#### Exercise:
However many lines the data holds, transcribe them all exactly.

○ ○ ○ ○ ○

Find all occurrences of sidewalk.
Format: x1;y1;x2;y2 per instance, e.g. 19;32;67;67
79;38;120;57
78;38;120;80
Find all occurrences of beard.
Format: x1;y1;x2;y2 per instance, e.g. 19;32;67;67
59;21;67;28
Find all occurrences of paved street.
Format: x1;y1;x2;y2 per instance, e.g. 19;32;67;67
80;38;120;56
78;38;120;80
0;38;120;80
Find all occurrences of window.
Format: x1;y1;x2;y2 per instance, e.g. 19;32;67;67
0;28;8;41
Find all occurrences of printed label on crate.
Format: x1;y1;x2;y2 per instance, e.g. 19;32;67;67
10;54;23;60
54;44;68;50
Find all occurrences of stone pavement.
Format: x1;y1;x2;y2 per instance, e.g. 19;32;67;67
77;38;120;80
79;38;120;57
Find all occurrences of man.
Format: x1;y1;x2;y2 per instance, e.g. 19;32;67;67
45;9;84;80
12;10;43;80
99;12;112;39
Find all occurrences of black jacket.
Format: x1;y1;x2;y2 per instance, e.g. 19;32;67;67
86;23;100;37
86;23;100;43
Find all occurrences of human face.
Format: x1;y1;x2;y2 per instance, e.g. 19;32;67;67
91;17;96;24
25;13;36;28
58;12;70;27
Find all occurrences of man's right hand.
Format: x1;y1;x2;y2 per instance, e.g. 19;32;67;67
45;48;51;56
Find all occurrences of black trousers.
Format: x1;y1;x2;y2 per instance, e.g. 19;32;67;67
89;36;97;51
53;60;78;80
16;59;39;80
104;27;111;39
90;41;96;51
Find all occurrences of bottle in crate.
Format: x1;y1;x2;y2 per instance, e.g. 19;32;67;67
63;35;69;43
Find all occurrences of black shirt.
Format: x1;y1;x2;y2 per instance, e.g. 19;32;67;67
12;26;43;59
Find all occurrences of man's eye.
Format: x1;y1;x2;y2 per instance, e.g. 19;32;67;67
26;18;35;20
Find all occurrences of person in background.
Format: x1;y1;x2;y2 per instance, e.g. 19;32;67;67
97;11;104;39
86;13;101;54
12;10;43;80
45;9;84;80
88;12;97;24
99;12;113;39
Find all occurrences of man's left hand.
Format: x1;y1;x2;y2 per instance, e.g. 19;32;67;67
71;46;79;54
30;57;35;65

○ ○ ○ ○ ○

#### Reply to the exercise:
Find all occurrences of sidewalk.
Format: x1;y1;x2;y2 per instance, e.g. 19;32;67;67
79;38;120;57
78;38;120;80
Find all occurrences of beard.
Format: x1;y1;x2;y2 per instance, e.g. 19;32;67;67
59;21;67;28
Find all occurrences of paved street.
Format: x1;y1;x2;y2 per instance, e.g. 19;32;67;67
80;38;120;56
78;38;120;80
0;38;120;80
Find all occurrences of window.
Format: x1;y1;x2;y2 per instance, e.g. 19;32;67;67
0;28;8;41
Find all occurrences of printed label on crate.
Format: x1;y1;x2;y2 per instance, e.g. 19;32;67;67
10;54;23;60
54;44;68;50
Find all occurrences of stone pavement.
Format: x1;y1;x2;y2 per instance, e.g. 19;32;67;67
77;38;120;80
79;38;120;57
Find all occurrences of man.
Format: x1;y1;x2;y2 per instance, e.g. 19;32;67;67
45;9;84;80
12;10;43;80
99;12;112;39
Find all occurrences of black jacket.
Format: x1;y1;x2;y2 per instance, e.g. 19;32;67;67
86;23;100;37
86;23;100;43
Find all occurrences of human face.
Format: x1;y1;x2;y2 per instance, e.g. 19;32;67;67
91;17;96;24
25;13;36;28
58;12;70;27
Find all occurrences of man's right hand.
Format: x1;y1;x2;y2 per instance, e.g. 19;32;67;67
45;48;51;56
Find all occurrences of black trousers.
Format: x1;y1;x2;y2 per instance, e.g. 19;32;67;67
89;36;97;51
53;60;78;80
16;59;39;80
104;27;111;39
90;41;96;51
Find all occurrences of bottle in crate.
Format: x1;y1;x2;y2 per instance, e.g. 19;32;67;67
63;35;69;43
Find all occurrences of black shirt.
Format: x1;y1;x2;y2 per instance, e.g. 19;32;67;67
12;26;43;59
Find all occurrences of man's eye.
Format: x1;y1;x2;y2 per instance, e.g. 19;32;67;67
26;18;35;20
Find all occurrences of person in background.
Format: x1;y1;x2;y2 per instance, e.g. 19;32;67;67
97;11;104;39
86;13;101;54
12;10;43;80
45;9;84;80
88;12;97;24
99;12;113;39
Find all occurrences of man's left hand.
Format: x1;y1;x2;y2 per instance, e.g. 19;32;67;67
71;46;79;54
30;57;35;65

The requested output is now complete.